The problem
Write each record again exactly as it stands.
*** Opening Input material ***
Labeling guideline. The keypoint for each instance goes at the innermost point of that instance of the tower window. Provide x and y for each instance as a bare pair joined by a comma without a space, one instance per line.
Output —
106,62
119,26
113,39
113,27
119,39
*** Closing Input material ***
Completed exercise
Labeling guideline. The keypoint for each instance goes at the innermost point of that instance of the tower window. Provide x and y for each instance as a bare pair joined by a comma without a space, one instance per line.
Output —
106,62
119,26
113,39
113,27
119,39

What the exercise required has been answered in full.